Passage to read
For most people, such a sophisticated home-automation setup would be a luxurious convenience. For Haskell, who uses a wheelchair and has limited use of his hands, the system he had installed in his new home is a godsend.

"It makes my life easier - so much easier," Haskell says.

A former truck driver for a trash-recycling company, Haskell was hit by a car on the job in 1994. For 13 years after that, he lived in a one-bedroom apartment in Allentown that made no accommodations to his disability.

"There were doorknobs and faucets I couldn't turn," he says.

The place was so small, he had difficulty navigating around the furniture in his motorized wheelchair, Haskell says. "It was hell."

So when a long-fought-for insurance settlement made it possible for him to buy his dream house in a new development near Coopersburg, just north of the Bucks County line, Haskell, 45, knew exactly the sort of modifications he wanted to make in the builder's standard plans.

He requested wider doorways, levers instead of doorknobs, a wheelchair ramp in the garage, a roll-in shower, and an elevator to carry him up and down through the nearly 5,000-square foot, three-story house.

Source information
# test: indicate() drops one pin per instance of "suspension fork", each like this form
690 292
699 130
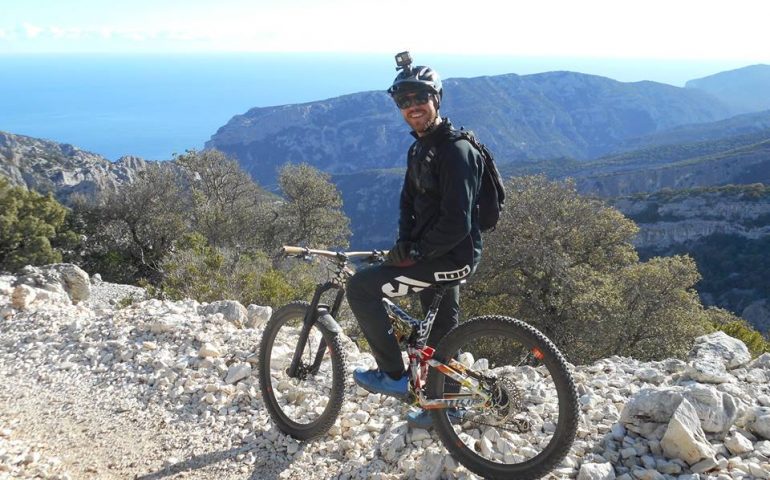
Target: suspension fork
322 345
311 317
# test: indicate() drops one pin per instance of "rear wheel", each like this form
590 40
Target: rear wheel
307 404
529 422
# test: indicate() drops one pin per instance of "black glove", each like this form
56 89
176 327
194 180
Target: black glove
401 255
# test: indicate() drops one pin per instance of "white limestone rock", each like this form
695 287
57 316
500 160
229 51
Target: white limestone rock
719 345
257 316
684 437
22 297
231 310
237 372
737 444
596 471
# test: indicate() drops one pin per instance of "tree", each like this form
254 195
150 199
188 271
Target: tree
131 230
198 270
312 211
228 208
31 227
565 264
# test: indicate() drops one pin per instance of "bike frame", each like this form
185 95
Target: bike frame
419 353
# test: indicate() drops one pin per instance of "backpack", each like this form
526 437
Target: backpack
492 192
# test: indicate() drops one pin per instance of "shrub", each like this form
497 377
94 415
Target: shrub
33 228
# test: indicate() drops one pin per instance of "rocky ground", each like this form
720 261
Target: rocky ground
98 382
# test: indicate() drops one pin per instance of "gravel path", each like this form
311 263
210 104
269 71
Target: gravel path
158 389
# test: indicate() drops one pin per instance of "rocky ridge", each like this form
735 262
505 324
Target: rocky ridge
62 169
670 218
93 387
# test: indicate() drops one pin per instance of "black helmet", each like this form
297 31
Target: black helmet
412 79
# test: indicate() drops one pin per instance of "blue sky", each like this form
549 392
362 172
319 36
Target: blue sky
653 29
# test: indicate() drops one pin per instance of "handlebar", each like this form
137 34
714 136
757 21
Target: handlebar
287 250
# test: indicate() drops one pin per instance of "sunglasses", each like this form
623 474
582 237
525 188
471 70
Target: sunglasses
405 101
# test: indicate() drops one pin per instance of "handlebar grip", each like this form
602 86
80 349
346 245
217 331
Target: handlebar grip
287 250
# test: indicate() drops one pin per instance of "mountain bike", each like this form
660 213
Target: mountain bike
501 395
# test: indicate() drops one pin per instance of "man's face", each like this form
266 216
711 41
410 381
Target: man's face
418 109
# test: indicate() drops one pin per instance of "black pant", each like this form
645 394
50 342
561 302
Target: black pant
367 287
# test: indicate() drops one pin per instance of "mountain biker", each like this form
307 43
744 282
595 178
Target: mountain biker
439 238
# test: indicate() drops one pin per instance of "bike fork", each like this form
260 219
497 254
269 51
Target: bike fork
421 359
314 311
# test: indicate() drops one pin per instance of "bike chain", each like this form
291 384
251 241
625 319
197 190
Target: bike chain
509 388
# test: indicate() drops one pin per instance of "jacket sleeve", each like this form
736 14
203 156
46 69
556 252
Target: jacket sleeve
406 209
459 184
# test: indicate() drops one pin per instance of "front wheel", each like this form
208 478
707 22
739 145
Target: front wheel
306 404
528 421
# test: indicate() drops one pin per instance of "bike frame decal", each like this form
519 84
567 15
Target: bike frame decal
403 286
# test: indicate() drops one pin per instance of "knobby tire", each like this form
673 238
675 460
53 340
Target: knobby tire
491 329
294 312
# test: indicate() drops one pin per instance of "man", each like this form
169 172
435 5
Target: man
438 232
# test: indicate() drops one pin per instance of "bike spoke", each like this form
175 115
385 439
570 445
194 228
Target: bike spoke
301 399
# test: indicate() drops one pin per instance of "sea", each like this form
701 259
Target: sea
157 105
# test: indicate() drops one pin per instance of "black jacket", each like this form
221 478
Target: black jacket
438 199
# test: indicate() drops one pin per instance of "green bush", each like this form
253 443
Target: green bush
205 273
33 228
564 263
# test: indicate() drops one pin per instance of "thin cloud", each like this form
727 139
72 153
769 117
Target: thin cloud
32 31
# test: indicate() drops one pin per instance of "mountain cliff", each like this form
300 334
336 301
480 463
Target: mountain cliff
725 229
745 89
62 169
522 118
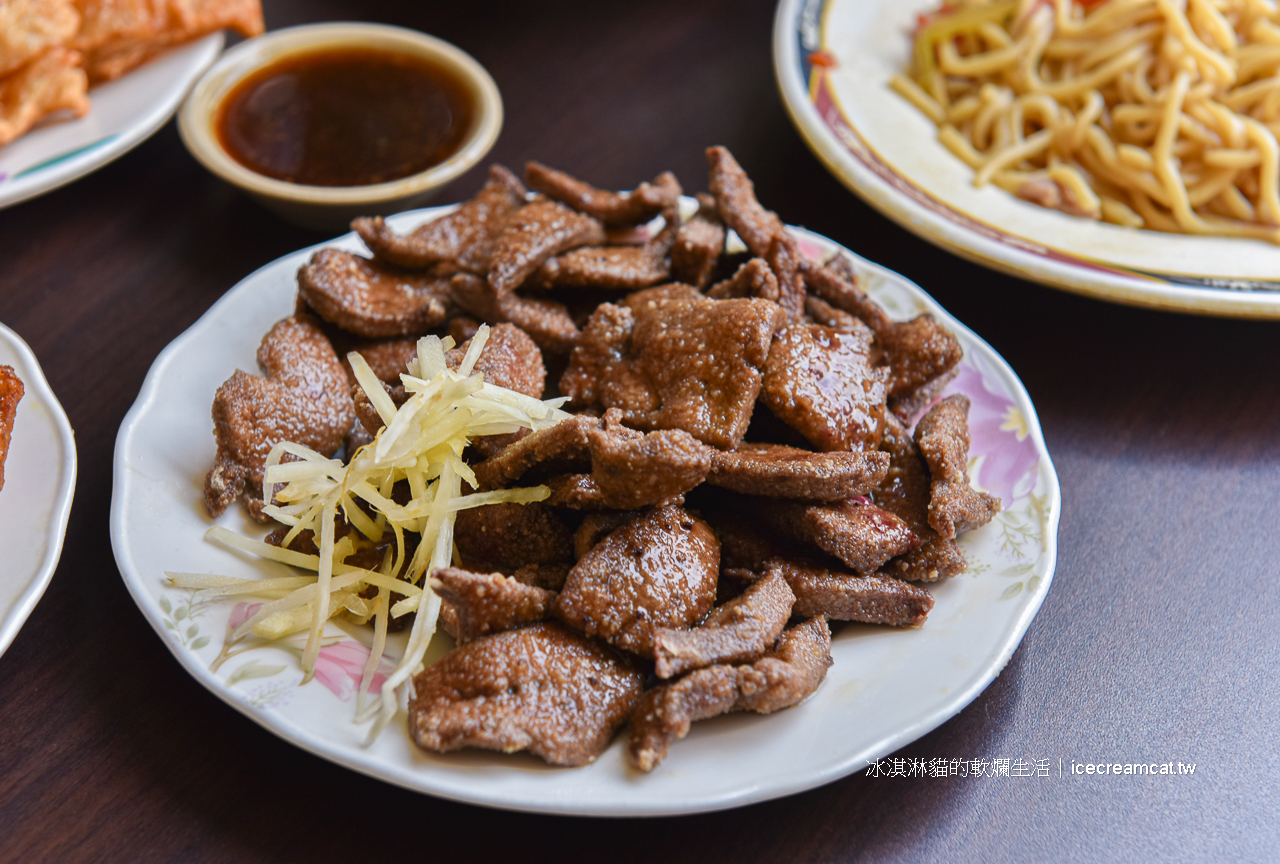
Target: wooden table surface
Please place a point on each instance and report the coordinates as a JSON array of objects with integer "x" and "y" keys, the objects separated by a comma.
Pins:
[{"x": 1156, "y": 643}]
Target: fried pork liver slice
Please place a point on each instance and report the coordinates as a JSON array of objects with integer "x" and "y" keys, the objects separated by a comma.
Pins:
[
  {"x": 942, "y": 437},
  {"x": 489, "y": 603},
  {"x": 609, "y": 208},
  {"x": 647, "y": 470},
  {"x": 778, "y": 680},
  {"x": 302, "y": 397},
  {"x": 545, "y": 321},
  {"x": 821, "y": 383},
  {"x": 737, "y": 631},
  {"x": 842, "y": 595},
  {"x": 658, "y": 570},
  {"x": 536, "y": 232},
  {"x": 790, "y": 673},
  {"x": 698, "y": 245},
  {"x": 862, "y": 535},
  {"x": 370, "y": 300},
  {"x": 542, "y": 689},
  {"x": 671, "y": 361},
  {"x": 905, "y": 493},
  {"x": 781, "y": 471},
  {"x": 464, "y": 237},
  {"x": 664, "y": 713}
]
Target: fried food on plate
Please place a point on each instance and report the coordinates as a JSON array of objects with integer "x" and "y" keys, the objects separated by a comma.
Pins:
[
  {"x": 117, "y": 36},
  {"x": 54, "y": 82},
  {"x": 31, "y": 27},
  {"x": 10, "y": 391}
]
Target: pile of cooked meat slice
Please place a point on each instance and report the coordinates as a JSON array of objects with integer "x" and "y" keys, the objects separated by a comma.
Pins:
[{"x": 739, "y": 472}]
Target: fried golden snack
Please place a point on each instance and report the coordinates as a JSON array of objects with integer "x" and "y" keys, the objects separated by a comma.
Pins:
[
  {"x": 31, "y": 27},
  {"x": 50, "y": 83},
  {"x": 10, "y": 391},
  {"x": 117, "y": 36}
]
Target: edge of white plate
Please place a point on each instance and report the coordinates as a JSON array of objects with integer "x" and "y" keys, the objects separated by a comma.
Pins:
[
  {"x": 201, "y": 53},
  {"x": 958, "y": 240},
  {"x": 740, "y": 798},
  {"x": 33, "y": 380}
]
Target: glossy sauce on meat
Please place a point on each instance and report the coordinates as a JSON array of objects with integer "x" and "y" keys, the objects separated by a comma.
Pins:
[{"x": 344, "y": 118}]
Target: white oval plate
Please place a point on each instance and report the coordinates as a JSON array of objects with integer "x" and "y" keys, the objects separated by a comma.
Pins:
[
  {"x": 39, "y": 485},
  {"x": 123, "y": 114},
  {"x": 886, "y": 688},
  {"x": 887, "y": 151}
]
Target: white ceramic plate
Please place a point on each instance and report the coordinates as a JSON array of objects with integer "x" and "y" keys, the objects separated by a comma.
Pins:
[
  {"x": 887, "y": 152},
  {"x": 886, "y": 688},
  {"x": 124, "y": 113},
  {"x": 36, "y": 499}
]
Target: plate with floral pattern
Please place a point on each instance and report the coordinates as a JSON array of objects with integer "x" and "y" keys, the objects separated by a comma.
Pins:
[
  {"x": 833, "y": 60},
  {"x": 887, "y": 686}
]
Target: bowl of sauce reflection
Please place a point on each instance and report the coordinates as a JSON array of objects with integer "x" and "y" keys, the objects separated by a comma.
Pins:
[{"x": 328, "y": 122}]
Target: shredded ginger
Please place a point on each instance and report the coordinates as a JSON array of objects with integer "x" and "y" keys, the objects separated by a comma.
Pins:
[{"x": 421, "y": 444}]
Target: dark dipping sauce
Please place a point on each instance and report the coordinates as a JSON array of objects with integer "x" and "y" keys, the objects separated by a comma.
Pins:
[{"x": 348, "y": 117}]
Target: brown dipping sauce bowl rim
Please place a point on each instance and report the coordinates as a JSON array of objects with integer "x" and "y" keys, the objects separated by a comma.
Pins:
[{"x": 199, "y": 114}]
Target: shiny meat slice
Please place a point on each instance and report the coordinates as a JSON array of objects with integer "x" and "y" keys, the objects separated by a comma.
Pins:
[
  {"x": 670, "y": 362},
  {"x": 835, "y": 284},
  {"x": 781, "y": 471},
  {"x": 784, "y": 257},
  {"x": 611, "y": 208},
  {"x": 905, "y": 493},
  {"x": 862, "y": 535},
  {"x": 790, "y": 673},
  {"x": 842, "y": 595},
  {"x": 780, "y": 680},
  {"x": 919, "y": 352},
  {"x": 819, "y": 382},
  {"x": 547, "y": 452},
  {"x": 636, "y": 471},
  {"x": 510, "y": 359},
  {"x": 10, "y": 392},
  {"x": 621, "y": 268},
  {"x": 698, "y": 245},
  {"x": 598, "y": 525},
  {"x": 664, "y": 713},
  {"x": 575, "y": 492},
  {"x": 302, "y": 397},
  {"x": 737, "y": 205},
  {"x": 536, "y": 232},
  {"x": 819, "y": 311},
  {"x": 542, "y": 689},
  {"x": 658, "y": 570},
  {"x": 371, "y": 300},
  {"x": 545, "y": 321},
  {"x": 387, "y": 357},
  {"x": 507, "y": 536},
  {"x": 935, "y": 560},
  {"x": 942, "y": 437},
  {"x": 737, "y": 631},
  {"x": 754, "y": 278},
  {"x": 464, "y": 237},
  {"x": 488, "y": 603}
]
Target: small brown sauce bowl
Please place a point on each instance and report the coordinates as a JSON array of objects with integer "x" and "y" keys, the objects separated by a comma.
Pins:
[{"x": 206, "y": 120}]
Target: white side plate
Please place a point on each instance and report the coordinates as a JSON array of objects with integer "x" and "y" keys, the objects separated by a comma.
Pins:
[{"x": 39, "y": 485}]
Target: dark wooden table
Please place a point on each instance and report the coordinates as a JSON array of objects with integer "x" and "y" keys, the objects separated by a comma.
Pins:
[{"x": 1156, "y": 643}]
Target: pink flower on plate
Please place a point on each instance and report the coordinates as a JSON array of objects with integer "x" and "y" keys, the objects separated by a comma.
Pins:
[
  {"x": 341, "y": 667},
  {"x": 1001, "y": 437}
]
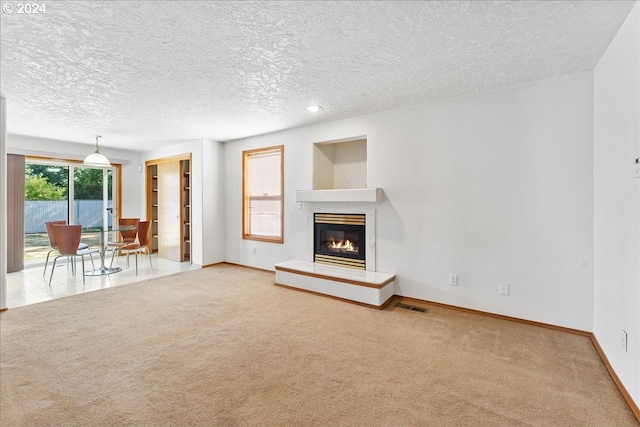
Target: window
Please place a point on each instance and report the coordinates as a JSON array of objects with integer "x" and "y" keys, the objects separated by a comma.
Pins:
[{"x": 262, "y": 188}]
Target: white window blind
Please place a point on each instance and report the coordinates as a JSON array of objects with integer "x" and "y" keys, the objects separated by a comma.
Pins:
[{"x": 263, "y": 194}]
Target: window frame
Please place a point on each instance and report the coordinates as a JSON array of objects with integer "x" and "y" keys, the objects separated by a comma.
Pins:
[{"x": 246, "y": 232}]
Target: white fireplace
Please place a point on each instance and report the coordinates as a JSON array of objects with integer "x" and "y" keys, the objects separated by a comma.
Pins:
[{"x": 363, "y": 286}]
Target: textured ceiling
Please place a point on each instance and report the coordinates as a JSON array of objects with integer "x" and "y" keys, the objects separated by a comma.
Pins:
[{"x": 143, "y": 72}]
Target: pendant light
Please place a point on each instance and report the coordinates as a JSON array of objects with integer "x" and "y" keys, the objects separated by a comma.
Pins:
[{"x": 96, "y": 159}]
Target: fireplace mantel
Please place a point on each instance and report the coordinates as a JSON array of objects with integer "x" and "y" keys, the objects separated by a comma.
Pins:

Task prompt
Print the part of the home-modification passage between "A former truck" and "builder's standard plans.", inclusive, word for word.

Response to the exercise
A former truck driver for a trash-recycling company, Haskell was hit by a car on the job in 1994. For 13 years after that, he lived in a one-bedroom apartment in Allentown that made no accommodations to his disability.

"There were doorknobs and faucets I couldn't turn," he says.

The place was so small, he had difficulty navigating around the furniture in his motorized wheelchair, Haskell says. "It was hell."

So when a long-fought-for insurance settlement made it possible for him to buy his dream house in a new development near Coopersburg, just north of the Bucks County line, Haskell, 45, knew exactly the sort of modifications he wanted to make in the builder's standard plans.